= Objetivo =
Continúa la crónica sobre la vida de Mario Domínguez Álvarez a partir de su última oración.

Las puertas de madera se cierran e indican que la jornada laboral terminó. Mario Domínguez Álvarez se quita el delantal y los guantes, mientras mueve una pequeña silla de plástico con el fin de acomodarse y dar inicio a su historia.

Es un hombre de 68 años de piel blanca, nariz pequeña y ojos apagados pero radiantes. Es alegre, optimista y siempre tiene una sonrisa para regalar. Nació el 29 de abril de 1949 en Betulia, Santander. Es el mayor de nueve hermanos entre seis mujeres y tres hombres. Su niñez la vivió en una zona rural cerca al pueblo junto a su familia. A los ocho años empezó a laborar como agricultor y así ayudar con los gastos de la casa.

Después de cumplir 19, acompañó a su papá a la finca de un amigo. Allí vio a una joven de cabello largo y negro que ordeñaba una vaca. En esa misma finca, días después hicieron una fiesta donde invitaron a toda su familia. Allá la volvió a ver y supo que se llamaba María Hilda Barrios, la mujer que sería el amor de su vida.

Cuando Domínguez Álvarez tenía 20 y ella 15, se casaron y a los dos años tuvieron su primer hijo, Rubén Darío Domínguez. Vivieron un año más en ese mismo sector y en 1972 llegaron a Bucaramanga en busca de un mejor futuro.

Se hospedaron en una pieza con una familiar y empezaron a vender comidas en una caseta. Pasó un año y al no tener buenos resultados, pero sí otro hijo al que llamaron Hernando Domínguez, se fueron a vivir a Barrancabermeja.

Conozca nuestro especial: Bucaramanga a la carta

Con las mejillas coloradas como una cereza, este hombre comenta que cuando llegó a Barrancabermeja logró terminar los estudios de primaria. Luego entró a trabajar a una distribuidora de materiales de herramientas. Se inscribió en el Servicio Nacional de Aprendizaje, Sena, en cursos relacionados con el oficio donde estaban trabajando. Lo ascendieron y empezó a laborar en la vitrina y a despachar mercancía. Aprendió de ferretería al derecho y al revés, se enfocó en
costos y ganancias. En ese entonces ganaba 600 pesos semanales, o sea 2.400 pesos mensuales, y también nació su tercer hijo, Alonso Domínguez.

En 1978 entró a Ecopetrol como ayudante de tubería donde solo trabajó dos años. “Me echaron cuando la embarré. Me puse a tomar guarapo y terminé peleando con un compañero a los puños”, recuerda. Y es que para esa misma época nació su cuarto y último hijo, Pedro Ignacio.

Con el dinero que ahorró, arrendó varios locales para que sus hermanos los administraran y puso supermercados y tiendas. Hilda y su marido manejaban el almacén principal llamado “Súper tienda La Poderosa”, que aún existente pero ya no es de su propiedad.

Al hablar sobre lo que pasó con los bienes que tenía, su actitud cambia. En 1990 el paramilitarismo entró a Barrancabermeja y a su vez los atracos a mano armada. Debido a las “vacunas” o extorsiones “se fue todo a tierra”. No sabía qué hacer, así que en 1992 viajó a Bucaramanga a probar suerte. En una de sus caminatas buscando empleo, encontró un letrero en el que se buscaba a un vendedor de helados, preguntó y consiguió el puesto. Lo que ganaba lo enviaba a su esposa y a sus hijos, mientras mendigaba comida y ropa para reducir gastos. Sostiene sus manos en su rodilla manteniendo la cabeza agachada, luego sube la mirada y dice “eso es duro”.

= Registros mostrados =
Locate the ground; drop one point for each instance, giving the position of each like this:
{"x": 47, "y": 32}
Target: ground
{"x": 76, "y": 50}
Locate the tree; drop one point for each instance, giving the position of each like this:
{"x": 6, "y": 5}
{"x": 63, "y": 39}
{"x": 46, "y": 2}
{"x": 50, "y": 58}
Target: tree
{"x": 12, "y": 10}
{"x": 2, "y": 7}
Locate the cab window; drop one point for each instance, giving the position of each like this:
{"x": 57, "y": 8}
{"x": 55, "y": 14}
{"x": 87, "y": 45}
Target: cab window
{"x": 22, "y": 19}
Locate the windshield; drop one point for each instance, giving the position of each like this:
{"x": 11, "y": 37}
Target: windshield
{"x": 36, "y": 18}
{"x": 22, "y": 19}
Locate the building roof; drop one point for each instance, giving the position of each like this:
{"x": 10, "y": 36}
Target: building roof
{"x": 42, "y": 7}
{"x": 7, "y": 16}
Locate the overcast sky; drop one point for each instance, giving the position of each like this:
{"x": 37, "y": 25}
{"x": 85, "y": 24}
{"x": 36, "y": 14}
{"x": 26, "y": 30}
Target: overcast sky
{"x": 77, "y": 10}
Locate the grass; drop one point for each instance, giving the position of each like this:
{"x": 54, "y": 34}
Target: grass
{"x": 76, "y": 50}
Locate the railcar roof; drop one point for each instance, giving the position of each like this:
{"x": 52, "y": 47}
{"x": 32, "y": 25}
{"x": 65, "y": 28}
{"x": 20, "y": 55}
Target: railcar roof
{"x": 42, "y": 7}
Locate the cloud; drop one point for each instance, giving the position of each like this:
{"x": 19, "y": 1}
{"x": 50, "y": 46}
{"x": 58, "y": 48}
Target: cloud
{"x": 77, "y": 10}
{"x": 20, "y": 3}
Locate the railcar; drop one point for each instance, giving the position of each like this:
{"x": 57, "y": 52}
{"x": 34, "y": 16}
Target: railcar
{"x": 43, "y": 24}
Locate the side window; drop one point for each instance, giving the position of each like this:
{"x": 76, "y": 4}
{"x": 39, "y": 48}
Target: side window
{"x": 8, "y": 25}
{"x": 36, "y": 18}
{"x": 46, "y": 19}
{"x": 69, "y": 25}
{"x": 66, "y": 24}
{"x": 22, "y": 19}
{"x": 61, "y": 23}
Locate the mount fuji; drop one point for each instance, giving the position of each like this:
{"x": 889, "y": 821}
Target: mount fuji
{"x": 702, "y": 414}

==

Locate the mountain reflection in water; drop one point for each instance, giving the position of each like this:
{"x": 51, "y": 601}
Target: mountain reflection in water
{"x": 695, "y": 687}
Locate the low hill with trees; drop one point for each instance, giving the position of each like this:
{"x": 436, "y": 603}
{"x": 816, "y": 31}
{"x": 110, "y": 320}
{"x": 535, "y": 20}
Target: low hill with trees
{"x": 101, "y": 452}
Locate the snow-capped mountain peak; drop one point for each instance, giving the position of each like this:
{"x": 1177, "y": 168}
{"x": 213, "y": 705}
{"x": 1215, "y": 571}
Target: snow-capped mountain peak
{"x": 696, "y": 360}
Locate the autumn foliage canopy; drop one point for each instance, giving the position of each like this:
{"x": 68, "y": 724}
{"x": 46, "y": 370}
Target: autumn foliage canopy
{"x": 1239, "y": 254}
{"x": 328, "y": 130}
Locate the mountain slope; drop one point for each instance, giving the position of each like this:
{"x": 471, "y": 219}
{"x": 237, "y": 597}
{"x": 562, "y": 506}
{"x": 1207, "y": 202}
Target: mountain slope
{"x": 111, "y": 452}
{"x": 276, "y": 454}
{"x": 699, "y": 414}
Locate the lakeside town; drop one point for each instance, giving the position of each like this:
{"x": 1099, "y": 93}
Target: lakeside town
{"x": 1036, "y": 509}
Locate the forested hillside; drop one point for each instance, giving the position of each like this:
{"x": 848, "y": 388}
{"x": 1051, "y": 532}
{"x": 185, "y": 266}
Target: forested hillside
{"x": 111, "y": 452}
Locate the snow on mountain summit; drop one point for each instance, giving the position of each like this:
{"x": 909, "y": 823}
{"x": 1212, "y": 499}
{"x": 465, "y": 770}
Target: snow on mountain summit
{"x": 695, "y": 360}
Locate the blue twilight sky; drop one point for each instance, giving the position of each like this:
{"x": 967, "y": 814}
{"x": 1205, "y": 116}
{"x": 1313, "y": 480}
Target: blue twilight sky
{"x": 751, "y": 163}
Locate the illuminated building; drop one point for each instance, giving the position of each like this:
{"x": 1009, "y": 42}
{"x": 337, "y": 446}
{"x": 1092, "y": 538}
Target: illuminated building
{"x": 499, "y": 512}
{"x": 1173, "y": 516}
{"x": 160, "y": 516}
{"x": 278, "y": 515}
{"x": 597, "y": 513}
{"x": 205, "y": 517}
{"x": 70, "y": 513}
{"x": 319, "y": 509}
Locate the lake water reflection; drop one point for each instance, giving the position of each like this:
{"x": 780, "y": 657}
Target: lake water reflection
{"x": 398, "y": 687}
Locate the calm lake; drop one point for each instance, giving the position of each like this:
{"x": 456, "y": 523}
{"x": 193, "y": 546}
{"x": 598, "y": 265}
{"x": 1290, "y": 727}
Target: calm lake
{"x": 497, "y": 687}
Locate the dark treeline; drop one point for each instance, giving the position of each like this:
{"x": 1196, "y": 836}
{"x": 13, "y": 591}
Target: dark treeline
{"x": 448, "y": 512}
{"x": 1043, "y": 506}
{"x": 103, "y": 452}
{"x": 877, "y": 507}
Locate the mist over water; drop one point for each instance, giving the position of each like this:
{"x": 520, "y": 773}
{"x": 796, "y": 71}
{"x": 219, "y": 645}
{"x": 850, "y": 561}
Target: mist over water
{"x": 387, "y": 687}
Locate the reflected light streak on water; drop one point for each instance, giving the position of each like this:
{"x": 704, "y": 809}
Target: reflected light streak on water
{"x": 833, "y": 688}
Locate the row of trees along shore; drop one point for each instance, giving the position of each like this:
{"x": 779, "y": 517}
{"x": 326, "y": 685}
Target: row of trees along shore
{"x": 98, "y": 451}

...

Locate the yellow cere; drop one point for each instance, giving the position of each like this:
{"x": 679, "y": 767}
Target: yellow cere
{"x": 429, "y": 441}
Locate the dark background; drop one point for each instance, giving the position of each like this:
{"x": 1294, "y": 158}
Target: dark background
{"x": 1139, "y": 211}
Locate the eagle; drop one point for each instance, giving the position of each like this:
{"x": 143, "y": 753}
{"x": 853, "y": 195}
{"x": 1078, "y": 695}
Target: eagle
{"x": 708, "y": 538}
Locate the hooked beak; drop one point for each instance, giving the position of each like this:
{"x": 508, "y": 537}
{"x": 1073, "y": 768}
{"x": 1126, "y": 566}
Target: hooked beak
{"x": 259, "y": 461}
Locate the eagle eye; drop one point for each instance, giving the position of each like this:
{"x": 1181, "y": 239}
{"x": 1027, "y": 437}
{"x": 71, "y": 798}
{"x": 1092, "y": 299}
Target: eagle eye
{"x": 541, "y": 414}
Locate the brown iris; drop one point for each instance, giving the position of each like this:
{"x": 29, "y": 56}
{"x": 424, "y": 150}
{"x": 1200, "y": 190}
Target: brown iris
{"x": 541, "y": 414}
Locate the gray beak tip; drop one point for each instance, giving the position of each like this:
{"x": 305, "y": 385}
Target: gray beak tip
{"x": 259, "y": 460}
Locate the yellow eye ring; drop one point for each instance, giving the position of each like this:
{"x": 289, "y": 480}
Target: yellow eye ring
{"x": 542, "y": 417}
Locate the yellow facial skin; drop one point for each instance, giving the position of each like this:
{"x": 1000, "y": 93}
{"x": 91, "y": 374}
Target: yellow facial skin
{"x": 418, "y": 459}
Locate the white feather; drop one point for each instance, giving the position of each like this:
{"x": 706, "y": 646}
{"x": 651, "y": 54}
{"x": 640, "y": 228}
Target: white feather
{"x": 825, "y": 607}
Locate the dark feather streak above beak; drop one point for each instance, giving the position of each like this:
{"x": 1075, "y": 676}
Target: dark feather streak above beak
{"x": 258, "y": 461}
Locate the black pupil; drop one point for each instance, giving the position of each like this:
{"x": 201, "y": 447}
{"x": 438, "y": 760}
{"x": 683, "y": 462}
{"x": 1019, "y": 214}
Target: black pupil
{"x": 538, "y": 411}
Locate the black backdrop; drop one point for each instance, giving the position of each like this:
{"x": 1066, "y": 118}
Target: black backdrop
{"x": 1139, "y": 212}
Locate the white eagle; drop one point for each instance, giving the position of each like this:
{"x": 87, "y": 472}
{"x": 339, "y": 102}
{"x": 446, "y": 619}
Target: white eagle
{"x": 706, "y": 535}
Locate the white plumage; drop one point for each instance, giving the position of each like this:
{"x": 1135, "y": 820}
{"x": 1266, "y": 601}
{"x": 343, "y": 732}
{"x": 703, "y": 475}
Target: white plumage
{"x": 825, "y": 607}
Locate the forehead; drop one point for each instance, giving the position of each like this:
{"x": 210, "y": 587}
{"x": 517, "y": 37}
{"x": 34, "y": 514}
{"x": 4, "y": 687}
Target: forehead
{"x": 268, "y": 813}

= Respuesta =
Al año, su familia se fue a vivir con él en una pieza que arrendaron y ahorraron para comprar una máquina de raspar hielo. Con una canasta armaron el puesto y se posicionaron en el Parque García Rovira, donde él preparaba los raspados y su esposa cobraba.

Ante la adversidad una oportunidad
En uno de los eventos organizados en el parque la fuerza pública lo sacó del lugar. Esto le sirvió para capacitarse en manipulación de alimentos. Sin embargo, durante la reorganización del espacio público hace cinco años, tuvo que buscar un local y dar un giro.

Buscó un espacio cerca a la alcaldía, en la carrera 10 con calle 34-54. Utilizando cartulinas y marcadores, y crearon las mezclas de raspados con diferentes frutas. Así nació El Manantial, que según sus propietarios, “representa limpieza, pureza y honestidad”.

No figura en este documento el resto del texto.